## What to produce
Your result should be every line of the records below that contains the word "thick".

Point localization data
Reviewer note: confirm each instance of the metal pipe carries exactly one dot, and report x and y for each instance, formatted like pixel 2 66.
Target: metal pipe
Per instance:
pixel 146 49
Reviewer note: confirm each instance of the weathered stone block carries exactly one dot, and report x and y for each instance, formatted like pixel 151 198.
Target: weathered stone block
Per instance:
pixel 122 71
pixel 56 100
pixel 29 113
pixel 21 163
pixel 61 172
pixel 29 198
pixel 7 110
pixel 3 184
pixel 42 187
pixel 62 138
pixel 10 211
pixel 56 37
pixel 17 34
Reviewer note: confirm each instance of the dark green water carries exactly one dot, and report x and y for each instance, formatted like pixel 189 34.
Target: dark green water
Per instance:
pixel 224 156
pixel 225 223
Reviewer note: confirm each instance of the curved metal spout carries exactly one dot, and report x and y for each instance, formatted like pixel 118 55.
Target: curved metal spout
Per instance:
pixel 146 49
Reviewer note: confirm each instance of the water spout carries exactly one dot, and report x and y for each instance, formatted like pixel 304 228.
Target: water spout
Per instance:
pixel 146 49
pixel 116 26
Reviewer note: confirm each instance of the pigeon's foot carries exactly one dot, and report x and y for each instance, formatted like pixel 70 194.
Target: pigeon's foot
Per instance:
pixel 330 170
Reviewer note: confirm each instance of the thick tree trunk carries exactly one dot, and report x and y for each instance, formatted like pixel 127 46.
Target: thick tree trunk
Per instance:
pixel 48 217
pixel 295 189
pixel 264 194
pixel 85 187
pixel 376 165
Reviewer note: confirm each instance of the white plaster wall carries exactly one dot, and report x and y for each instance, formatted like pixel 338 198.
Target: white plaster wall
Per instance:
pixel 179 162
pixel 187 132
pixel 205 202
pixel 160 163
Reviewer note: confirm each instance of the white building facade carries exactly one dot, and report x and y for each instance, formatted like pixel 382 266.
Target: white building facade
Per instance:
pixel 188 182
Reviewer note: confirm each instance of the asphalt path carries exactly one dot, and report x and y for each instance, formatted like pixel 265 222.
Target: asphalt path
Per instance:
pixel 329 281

## Written answer
Reviewer note: confirm each instance of the thick tree trunk carries exactly one dot, and report x and y for each instance, formatted like pixel 127 46.
Target: thick tree trunk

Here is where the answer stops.